Your task - Give back the records below exactly, omitting the pictures.

Recorded information -
● ● ● ●
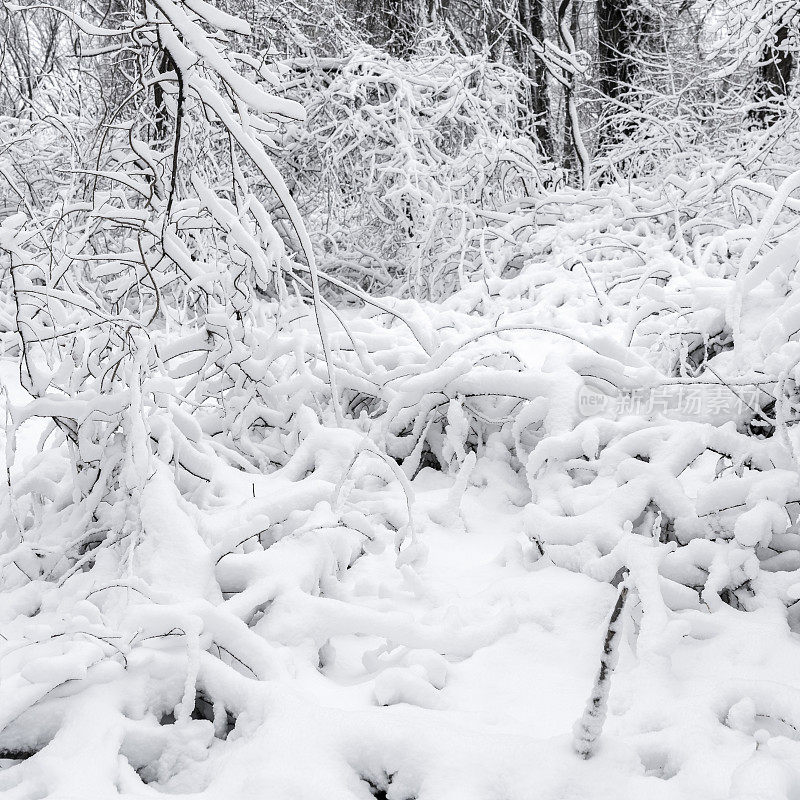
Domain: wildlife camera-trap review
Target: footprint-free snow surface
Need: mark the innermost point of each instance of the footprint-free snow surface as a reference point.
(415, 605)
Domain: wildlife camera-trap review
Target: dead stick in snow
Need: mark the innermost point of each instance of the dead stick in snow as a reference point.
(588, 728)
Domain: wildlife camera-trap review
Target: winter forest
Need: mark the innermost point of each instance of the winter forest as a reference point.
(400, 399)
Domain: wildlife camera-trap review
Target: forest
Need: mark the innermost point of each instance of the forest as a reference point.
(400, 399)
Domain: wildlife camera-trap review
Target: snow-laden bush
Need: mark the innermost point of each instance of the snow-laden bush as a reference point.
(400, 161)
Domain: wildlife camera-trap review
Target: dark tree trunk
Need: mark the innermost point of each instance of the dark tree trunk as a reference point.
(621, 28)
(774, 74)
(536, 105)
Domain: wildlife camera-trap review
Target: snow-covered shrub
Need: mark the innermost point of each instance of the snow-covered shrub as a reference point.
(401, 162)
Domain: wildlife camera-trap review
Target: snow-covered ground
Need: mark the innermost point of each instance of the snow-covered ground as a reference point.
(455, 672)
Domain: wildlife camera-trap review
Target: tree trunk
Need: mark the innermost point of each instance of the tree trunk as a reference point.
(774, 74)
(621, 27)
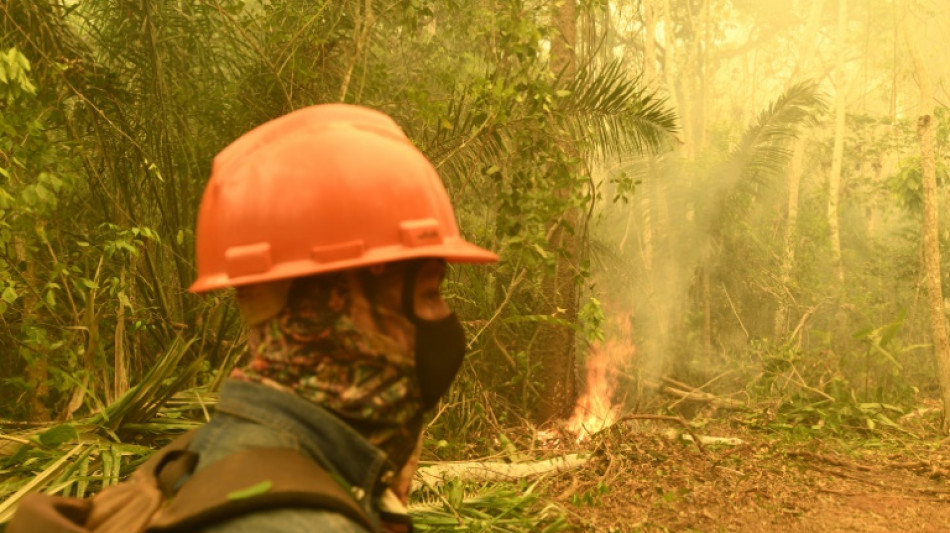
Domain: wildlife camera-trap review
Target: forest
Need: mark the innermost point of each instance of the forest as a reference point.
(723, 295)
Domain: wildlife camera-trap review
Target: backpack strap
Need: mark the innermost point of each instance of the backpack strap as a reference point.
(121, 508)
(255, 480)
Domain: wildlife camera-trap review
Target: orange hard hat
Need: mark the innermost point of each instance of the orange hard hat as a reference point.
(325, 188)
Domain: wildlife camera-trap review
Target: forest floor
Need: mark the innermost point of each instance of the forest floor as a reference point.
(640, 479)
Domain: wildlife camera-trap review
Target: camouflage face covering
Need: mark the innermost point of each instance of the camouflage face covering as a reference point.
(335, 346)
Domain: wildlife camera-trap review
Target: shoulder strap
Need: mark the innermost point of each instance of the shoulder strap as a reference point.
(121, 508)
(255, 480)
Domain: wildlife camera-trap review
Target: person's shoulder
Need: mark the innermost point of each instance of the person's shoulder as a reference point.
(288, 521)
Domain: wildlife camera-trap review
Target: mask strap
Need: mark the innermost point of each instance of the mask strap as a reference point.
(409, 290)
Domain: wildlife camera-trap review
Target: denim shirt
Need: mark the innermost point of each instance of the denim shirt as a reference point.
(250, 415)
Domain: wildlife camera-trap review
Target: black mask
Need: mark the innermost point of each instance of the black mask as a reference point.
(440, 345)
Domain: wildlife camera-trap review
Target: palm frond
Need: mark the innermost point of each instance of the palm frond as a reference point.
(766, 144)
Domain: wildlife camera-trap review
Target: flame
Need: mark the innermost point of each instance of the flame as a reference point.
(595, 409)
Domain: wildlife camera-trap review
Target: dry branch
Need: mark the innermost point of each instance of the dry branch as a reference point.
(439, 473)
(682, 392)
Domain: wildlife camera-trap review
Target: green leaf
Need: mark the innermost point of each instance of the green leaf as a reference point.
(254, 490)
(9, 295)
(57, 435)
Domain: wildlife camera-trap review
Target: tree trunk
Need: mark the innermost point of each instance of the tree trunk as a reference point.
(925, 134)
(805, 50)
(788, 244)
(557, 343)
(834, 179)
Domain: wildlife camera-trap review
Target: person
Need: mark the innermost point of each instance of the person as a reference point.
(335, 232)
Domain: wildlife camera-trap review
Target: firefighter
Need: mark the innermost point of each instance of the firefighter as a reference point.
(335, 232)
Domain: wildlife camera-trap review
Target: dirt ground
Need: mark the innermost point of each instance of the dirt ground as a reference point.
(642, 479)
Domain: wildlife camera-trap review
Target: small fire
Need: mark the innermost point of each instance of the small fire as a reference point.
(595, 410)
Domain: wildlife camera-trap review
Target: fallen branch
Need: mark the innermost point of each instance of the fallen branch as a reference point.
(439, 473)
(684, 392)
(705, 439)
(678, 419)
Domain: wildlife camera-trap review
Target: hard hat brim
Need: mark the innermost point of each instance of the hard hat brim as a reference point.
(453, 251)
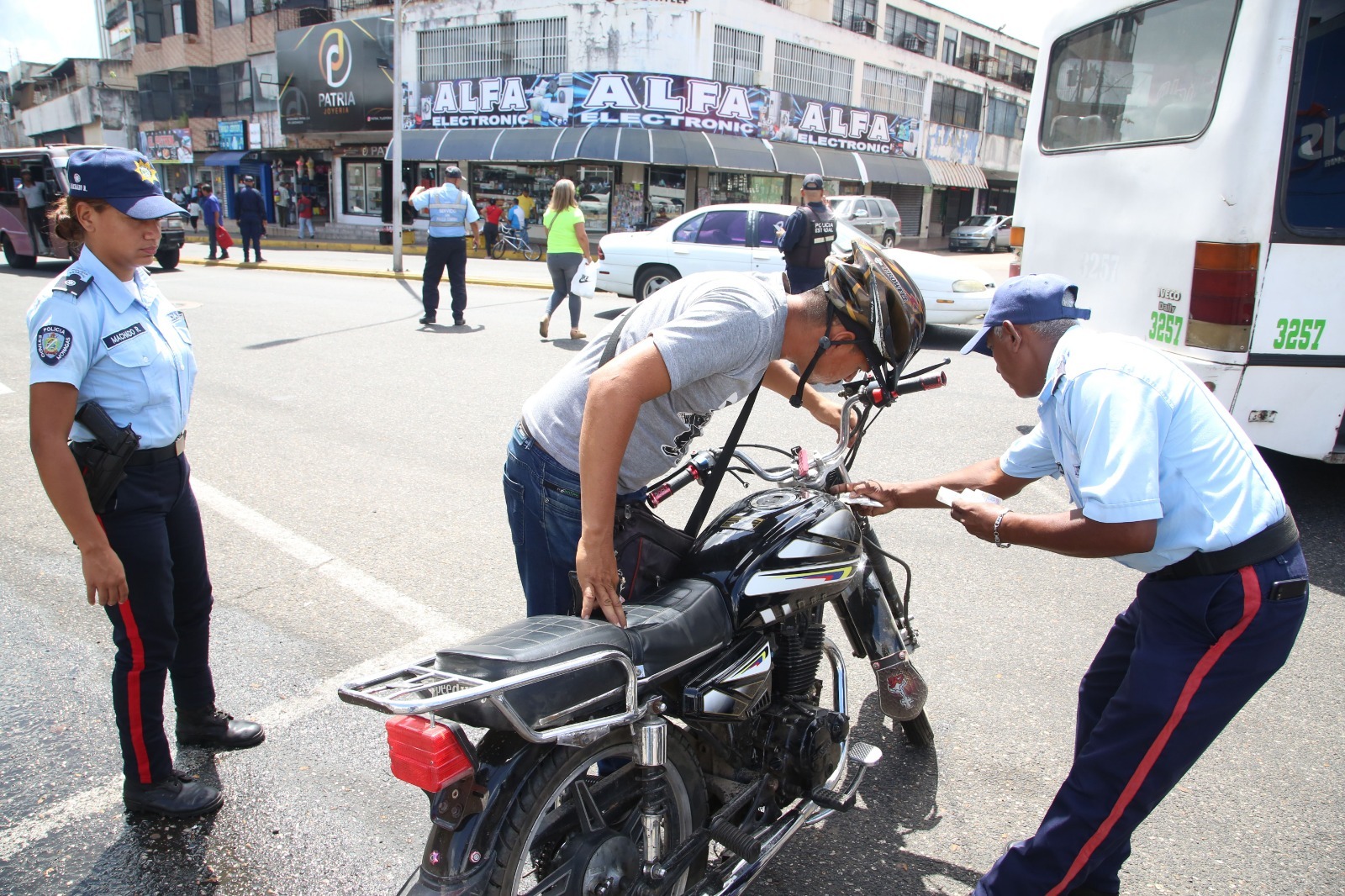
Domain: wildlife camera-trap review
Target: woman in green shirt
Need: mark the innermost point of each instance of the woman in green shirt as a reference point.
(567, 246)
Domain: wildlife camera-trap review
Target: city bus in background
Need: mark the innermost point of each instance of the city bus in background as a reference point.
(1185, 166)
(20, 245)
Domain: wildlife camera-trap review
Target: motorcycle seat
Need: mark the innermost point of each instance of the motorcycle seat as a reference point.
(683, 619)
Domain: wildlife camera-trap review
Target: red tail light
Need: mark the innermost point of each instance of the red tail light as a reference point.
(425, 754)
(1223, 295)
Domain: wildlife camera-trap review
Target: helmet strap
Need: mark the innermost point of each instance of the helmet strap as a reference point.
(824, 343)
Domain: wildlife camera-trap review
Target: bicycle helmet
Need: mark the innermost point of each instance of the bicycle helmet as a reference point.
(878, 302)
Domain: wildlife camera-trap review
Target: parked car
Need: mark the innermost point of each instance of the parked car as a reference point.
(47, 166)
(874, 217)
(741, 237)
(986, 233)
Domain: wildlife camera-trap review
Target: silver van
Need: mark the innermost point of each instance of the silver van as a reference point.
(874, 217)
● ● ● ●
Solved exercise -
Domain: wildlife camera-trap review
Target: footprint-free snow surface
Need: mark the innermost point of each instance of the footprint-free snow surface as a reference point.
(415, 605)
Domain: wildlife camera-trap review
Target: dead stick in snow
Need: mark the innermost point of each instance of the dead stick in snow as a reference point.
(588, 728)
Domain: wildlife camera-trap review
Target: winter forest
Need: mark the innermost point of each instance of the winter forest as a reference point.
(400, 399)
Domain: wildlife camera-trap review
Target: forest
Need: mark the innermost point of each instance of the forest as a reference point.
(400, 399)
Domain: wildlife camera-trap review
Target: snow-laden bush
Need: mark the innermost point of each instance of the snow-laden bush as a reference point.
(400, 161)
Domain: wildlife camera-trap review
Target: dark tree trunk
Need: mark the innermost point of each instance of the dark tree trunk as a reference point.
(621, 28)
(774, 74)
(536, 105)
Domain: wildlife camera-trap review
Target: snow-covered shrub
Need: mark the innermost point of each instance of the snow-covered shrub as a reference point.
(401, 162)
Domain: wildlife camera-trap review
Target: snow-covered ground
Need: mark the innermost point of each instance of the snow-covered ground as a reference point.
(455, 672)
Domain: wildlife camera-trap review
Target: tree trunk
Need: mark the innermost point of each instance of the tree trunk as a reference point.
(774, 74)
(621, 27)
Domain: wildlife camera-trap review
Target: forest
Need: mark the innermost point of each instance of the forest as a reference point.
(723, 295)
Domain: wildlife camera-trap review
Target: backpack strap
Need: mark the innermost point of each instance of the backpack strap as a reference point.
(121, 508)
(255, 480)
Domain: wildlife camera-trap review
Target: orange hard hat
Need: mark the innermost point of each instance of the orange hard hat as a reference point.
(325, 188)
Domain: wildlife camera-trap review
Target: forest floor
Need: mark the innermost point of each instance of the forest floor as a reference point.
(640, 479)
Domain: wildlife camera-trap review
Target: camouflage face covering
Need: mark the innermost point of each instance of the camouflage face covering as a reference point.
(335, 346)
Domain: wildlife camera-trap review
Target: shoulder strap
Need: mark the innermost point of each instance of the shoulder strap as a reference point.
(121, 508)
(255, 480)
Domain: wildlife camera-trap review
Target: person's shoulder
Need: mark the innermost point of each instance of the person's shoulder as a reference point.
(288, 521)
Domain: wildlife camera-trap review
Target: mask strap
Need: mark the innermost point of each instance of the mask strap as a reference point.
(409, 290)
Domain: wildlife camera-trap review
Target: denim shirt
Need: mark the innermost point of each instance of the denim shirt as a reference point.
(250, 415)
Domain: wildlife camera-trap review
Target: black mask
Need: mark the innermost point of each instance of the black mask as a reference point.
(440, 345)
Domain: wildlife camera-trap review
Target: palm frond
Need: mark the innermost point of each instance of the palm frond as a reference point.
(766, 144)
Domain: wildlife camera-trap review
Target: flame
Need: mark the innermost point of each instance of the flame as a reference point.
(595, 409)
Domain: wildlife camera-trap review
Target: dry branch
Need: mark the innermost point of each instance of the dry branch as a reference point.
(439, 473)
(682, 392)
Domain: wildlife camera-trap review
Target: green leaf
Need: mark the innermost point of each instance of the green leaf as a reference point.
(254, 490)
(9, 295)
(57, 435)
Domain: wildlife camera-trap review
Target: tree trunk
Need: mark the innermost point of each instance of the tree trunk as a reference point.
(925, 134)
(805, 50)
(788, 244)
(557, 343)
(834, 179)
Domain: wildlife camera-trap review
Target: person
Need: mark the innermost point of each instance of the person as a reference point.
(335, 232)
Domain: wildlife camera-trap review
Target: firefighter
Need: mark the innermost point of each instance of the firefighter as a reference point.
(335, 232)
Domain: wildlife camera-trap review
Target: dirt ground
Need: mark the innermost point of each instance of the dirt ground as a reference point.
(642, 479)
Domain: wildlife camera-trap review
Target: small fire
Need: mark the innermost point of each instance of the small fire as a reference point.
(595, 410)
Domain: wildlife camera-trap review
Target: fallen branch
Need: mark the innermost point of each instance of the fallen branch as a reference point.
(439, 473)
(684, 392)
(705, 439)
(678, 419)
Domain: wildlife camera-trap review
Target: hard hat brim
Need: mark the innermost point of each instance of the hard hat brim as a reference point.
(453, 251)
Domain: wildlife camera-trap review
Target: woman in green shirt
Need: mark the innermost point of each instance of the woman in green shirt as a reference point.
(567, 246)
Domain: wildlife camera-trap review
Target: city bus in background
Need: mark the innermost point of each instance of the city bus in background as a reference point.
(1185, 166)
(20, 245)
Domain: wildlife camera-trap review
Target: motorcycle seat
Need: mark the innermost point of each instance of the motorcycle seat as a reference point.
(683, 619)
Domain: wildlife camera-trap review
Target: red tail light
Need: mark the innermost point of each instance of the red tail light as a reference point.
(425, 754)
(1223, 295)
Domain: wildlife camera-trap review
Target: helmet strap
Need: mark the innermost point of each instance of the helmet strap as a reference point.
(824, 343)
Domain: wildlife camera-trap review
Target: bicycle helmet
Need: mark the innermost point of each instance of the bicycle helmet as a reference point.
(878, 302)
Domain: wildlife camera-trap review
Target: parked car
Need: mark the innermost point of each instance of the parked car as a reference point.
(47, 166)
(874, 217)
(741, 237)
(986, 233)
Domain: wildlife camera-trap review
Target: silver van
Need: mark the innermost point of each instance of the silver van as a reference point.
(874, 217)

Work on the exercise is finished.